Work order: Beginning with the line where "Query: white wedding dress" appears, repeat every remaining line of the entries exactly, the last line included.

Raw data:
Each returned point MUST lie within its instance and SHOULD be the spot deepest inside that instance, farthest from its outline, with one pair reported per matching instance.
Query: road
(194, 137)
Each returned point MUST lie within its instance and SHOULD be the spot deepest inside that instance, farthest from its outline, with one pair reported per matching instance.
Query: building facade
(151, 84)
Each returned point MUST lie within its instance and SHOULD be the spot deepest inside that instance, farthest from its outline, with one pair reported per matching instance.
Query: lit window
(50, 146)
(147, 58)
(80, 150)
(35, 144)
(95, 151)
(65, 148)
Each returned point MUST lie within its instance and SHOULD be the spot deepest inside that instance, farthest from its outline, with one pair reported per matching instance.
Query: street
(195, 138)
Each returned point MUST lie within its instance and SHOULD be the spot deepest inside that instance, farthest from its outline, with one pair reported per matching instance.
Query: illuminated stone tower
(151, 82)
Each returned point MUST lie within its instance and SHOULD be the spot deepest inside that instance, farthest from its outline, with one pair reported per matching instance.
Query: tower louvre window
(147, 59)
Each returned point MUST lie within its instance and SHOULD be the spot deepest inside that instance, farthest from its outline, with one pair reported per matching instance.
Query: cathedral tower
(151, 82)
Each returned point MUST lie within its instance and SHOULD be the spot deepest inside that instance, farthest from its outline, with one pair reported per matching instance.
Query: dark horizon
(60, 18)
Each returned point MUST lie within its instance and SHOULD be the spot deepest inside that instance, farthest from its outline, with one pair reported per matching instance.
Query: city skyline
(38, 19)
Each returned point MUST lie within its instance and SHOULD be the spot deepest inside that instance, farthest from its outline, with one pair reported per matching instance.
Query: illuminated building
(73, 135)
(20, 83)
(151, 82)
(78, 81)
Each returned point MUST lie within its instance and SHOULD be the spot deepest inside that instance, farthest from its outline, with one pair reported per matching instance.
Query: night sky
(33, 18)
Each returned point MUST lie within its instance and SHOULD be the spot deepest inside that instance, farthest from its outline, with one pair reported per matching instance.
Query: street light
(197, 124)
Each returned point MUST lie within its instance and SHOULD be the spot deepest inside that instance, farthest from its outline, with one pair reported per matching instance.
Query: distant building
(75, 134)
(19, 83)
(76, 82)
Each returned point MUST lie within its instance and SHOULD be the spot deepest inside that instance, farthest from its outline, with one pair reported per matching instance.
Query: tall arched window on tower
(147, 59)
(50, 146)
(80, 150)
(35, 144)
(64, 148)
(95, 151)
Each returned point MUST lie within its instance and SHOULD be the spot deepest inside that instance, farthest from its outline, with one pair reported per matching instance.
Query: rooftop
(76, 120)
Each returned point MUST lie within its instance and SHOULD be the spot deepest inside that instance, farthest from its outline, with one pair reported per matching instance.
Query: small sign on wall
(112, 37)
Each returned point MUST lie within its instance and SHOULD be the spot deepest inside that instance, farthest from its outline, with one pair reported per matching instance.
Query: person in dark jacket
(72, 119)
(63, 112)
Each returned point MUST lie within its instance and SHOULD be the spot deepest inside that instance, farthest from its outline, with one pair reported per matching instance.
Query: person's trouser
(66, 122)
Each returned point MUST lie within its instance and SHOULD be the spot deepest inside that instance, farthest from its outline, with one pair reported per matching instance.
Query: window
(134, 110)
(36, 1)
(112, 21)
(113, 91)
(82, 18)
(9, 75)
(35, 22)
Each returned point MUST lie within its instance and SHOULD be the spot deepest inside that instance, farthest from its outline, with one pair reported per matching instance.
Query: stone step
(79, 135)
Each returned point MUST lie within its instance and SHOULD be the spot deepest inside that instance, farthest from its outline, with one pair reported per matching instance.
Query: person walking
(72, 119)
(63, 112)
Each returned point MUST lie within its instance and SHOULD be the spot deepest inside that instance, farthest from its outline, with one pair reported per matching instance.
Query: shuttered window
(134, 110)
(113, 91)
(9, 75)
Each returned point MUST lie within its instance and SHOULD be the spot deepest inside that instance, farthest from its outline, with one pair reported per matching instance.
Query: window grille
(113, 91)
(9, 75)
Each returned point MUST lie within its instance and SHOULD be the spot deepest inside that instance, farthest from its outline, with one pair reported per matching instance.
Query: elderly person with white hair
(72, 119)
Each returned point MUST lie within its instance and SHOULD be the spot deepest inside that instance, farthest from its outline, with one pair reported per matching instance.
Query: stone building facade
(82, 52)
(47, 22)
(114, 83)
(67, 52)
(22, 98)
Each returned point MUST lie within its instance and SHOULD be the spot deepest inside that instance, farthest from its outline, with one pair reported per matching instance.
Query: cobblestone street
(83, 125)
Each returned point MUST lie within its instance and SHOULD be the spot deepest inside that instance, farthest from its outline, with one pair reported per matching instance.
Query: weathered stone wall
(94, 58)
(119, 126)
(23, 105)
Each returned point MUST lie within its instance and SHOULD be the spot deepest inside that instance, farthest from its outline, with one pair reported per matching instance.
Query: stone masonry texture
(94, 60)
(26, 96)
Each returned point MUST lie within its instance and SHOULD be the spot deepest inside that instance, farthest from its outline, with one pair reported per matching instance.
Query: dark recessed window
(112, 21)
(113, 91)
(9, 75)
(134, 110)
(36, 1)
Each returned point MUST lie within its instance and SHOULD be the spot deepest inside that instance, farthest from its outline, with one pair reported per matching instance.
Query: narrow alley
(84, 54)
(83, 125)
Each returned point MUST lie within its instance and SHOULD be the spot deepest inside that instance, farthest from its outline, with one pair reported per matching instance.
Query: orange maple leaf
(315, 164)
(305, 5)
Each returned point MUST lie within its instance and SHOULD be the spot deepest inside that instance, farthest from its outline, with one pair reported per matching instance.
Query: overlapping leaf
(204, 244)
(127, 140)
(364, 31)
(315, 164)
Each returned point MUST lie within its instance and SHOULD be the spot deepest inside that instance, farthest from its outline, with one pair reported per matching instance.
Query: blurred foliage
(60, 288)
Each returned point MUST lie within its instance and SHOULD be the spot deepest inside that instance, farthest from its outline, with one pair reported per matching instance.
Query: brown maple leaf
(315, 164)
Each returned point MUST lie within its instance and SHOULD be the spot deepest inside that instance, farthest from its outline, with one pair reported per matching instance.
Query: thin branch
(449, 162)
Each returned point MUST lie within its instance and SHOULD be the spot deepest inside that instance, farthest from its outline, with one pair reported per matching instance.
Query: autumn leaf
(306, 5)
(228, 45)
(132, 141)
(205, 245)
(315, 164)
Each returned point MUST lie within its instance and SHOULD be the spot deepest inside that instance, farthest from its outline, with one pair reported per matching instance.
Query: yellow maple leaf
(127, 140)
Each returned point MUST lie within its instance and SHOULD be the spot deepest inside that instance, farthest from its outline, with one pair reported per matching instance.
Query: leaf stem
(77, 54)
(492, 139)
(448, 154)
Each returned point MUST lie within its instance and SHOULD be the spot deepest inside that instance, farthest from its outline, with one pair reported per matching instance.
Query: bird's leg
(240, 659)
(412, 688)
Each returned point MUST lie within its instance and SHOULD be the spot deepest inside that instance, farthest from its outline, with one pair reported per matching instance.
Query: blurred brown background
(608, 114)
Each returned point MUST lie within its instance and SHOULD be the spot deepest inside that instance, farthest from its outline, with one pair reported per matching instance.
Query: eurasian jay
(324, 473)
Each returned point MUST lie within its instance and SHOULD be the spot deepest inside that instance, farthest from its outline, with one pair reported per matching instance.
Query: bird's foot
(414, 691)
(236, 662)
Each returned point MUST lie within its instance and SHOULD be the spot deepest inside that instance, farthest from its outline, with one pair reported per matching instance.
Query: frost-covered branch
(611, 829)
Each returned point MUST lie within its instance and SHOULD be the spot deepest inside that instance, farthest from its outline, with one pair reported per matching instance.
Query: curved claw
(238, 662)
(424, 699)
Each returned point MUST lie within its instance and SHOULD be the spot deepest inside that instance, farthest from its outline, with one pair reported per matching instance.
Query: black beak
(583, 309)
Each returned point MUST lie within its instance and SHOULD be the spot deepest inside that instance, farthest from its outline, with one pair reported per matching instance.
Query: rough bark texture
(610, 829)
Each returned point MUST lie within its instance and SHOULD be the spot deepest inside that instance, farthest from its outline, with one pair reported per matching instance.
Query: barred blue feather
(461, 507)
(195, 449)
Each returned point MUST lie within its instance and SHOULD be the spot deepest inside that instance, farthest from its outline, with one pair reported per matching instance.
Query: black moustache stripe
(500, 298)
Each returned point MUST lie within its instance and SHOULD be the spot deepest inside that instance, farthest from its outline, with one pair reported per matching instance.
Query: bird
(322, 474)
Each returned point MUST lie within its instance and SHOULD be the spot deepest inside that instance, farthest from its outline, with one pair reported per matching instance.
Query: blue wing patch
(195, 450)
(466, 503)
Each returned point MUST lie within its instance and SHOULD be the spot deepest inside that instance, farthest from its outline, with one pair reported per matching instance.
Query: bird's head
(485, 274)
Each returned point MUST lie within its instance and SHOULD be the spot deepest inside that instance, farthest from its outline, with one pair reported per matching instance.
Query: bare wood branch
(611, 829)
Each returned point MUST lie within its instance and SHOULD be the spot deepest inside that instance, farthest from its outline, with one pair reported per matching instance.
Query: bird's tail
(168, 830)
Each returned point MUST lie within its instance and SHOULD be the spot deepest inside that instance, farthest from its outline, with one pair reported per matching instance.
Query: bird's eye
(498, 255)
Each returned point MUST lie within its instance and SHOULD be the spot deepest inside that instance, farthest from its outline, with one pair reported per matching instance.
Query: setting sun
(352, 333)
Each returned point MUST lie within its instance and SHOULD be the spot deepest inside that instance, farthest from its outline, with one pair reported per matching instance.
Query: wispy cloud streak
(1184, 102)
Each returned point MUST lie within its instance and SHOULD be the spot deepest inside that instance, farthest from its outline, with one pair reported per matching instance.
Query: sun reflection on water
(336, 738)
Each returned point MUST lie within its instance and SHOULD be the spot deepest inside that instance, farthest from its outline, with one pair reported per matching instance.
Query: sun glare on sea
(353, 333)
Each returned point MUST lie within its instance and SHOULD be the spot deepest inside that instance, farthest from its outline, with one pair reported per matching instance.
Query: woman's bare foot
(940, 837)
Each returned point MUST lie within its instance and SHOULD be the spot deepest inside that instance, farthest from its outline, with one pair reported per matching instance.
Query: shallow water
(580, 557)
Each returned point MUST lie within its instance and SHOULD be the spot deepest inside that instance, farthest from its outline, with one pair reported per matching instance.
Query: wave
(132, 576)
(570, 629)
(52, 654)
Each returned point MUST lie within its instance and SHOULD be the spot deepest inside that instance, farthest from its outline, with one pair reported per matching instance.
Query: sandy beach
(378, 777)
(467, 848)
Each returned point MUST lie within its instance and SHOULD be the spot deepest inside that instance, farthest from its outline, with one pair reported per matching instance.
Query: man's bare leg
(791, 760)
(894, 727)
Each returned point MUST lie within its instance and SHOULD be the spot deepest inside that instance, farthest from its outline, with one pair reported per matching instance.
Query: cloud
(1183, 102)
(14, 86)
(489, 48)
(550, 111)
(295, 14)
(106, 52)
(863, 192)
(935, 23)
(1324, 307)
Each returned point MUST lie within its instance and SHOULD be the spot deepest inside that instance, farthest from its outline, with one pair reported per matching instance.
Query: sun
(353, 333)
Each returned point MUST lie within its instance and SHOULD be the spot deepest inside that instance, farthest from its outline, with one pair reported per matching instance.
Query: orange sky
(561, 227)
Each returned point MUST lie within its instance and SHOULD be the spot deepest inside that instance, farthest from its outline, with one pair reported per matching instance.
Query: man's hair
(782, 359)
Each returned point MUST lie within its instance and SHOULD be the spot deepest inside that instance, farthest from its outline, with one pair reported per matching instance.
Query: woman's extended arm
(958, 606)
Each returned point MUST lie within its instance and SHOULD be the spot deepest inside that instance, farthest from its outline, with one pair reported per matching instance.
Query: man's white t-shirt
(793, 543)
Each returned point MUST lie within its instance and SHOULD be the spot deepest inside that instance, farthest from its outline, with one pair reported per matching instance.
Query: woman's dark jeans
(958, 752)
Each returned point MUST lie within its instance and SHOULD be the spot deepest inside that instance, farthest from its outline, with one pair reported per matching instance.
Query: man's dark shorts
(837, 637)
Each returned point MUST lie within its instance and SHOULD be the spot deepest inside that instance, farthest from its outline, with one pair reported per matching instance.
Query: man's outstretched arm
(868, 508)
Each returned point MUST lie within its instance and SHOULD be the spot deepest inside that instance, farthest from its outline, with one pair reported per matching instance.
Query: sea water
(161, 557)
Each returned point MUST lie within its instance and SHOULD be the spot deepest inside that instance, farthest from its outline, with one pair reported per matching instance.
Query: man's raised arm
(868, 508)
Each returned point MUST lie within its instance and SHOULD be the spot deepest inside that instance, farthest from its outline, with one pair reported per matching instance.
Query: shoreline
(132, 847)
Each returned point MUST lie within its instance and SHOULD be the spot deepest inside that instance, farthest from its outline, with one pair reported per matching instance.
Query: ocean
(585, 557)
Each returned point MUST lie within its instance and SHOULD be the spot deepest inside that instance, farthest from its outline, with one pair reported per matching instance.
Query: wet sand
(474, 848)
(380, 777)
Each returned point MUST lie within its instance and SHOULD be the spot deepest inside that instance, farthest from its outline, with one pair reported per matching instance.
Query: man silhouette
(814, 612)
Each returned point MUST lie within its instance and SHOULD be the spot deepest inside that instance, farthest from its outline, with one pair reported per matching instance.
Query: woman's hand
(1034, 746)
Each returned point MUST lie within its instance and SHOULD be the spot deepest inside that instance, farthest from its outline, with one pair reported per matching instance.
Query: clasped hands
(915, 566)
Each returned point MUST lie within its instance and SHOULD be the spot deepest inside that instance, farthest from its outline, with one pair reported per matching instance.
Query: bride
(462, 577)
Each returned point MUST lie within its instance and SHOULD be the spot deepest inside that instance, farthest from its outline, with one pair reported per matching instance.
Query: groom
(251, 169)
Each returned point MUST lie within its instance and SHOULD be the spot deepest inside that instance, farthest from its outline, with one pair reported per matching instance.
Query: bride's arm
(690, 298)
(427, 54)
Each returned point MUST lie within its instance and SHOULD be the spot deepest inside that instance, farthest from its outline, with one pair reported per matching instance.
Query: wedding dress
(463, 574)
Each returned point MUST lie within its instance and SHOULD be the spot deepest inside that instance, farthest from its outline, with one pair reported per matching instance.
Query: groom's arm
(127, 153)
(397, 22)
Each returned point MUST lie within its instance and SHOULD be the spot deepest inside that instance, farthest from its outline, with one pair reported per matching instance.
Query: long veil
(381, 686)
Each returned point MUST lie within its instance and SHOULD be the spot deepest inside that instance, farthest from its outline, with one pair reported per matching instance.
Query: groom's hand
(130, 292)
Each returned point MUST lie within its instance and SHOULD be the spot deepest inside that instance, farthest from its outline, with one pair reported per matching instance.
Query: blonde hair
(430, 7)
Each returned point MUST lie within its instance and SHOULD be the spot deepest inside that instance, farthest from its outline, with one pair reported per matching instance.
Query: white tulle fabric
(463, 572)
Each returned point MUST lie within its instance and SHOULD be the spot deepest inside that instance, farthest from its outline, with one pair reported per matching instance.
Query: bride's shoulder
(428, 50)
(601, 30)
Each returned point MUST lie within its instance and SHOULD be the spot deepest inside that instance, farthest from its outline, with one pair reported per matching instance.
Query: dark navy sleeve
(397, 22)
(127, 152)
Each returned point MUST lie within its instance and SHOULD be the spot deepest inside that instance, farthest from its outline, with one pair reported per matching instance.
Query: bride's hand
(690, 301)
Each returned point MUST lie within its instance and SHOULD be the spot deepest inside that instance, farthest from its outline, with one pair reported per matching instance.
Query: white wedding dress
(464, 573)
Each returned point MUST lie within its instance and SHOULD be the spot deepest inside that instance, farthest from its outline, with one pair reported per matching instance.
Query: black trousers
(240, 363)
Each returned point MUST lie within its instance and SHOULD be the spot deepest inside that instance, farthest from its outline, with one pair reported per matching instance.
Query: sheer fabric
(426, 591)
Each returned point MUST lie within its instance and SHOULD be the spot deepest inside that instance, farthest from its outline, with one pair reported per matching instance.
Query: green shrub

Response below:
Query: white wedding dress
(464, 573)
Each returned point MUST lie within its instance and SHOULD be the spot deepest inside that instance, farthest from its outline, with one pair reported per matching instance.
Query: black trousers
(240, 363)
Each returned point MUST lie within its instance and SHOULD be the spot deepest inside that instance, farthest from its outline, with one pair reported per matching instance.
Query: sheer fabric
(426, 591)
Each returned point MUST lie within its instance and SHOULD be the spot deepest inside that instance, farthest from its outline, with one pair reported per matching instance.
Query: green shrub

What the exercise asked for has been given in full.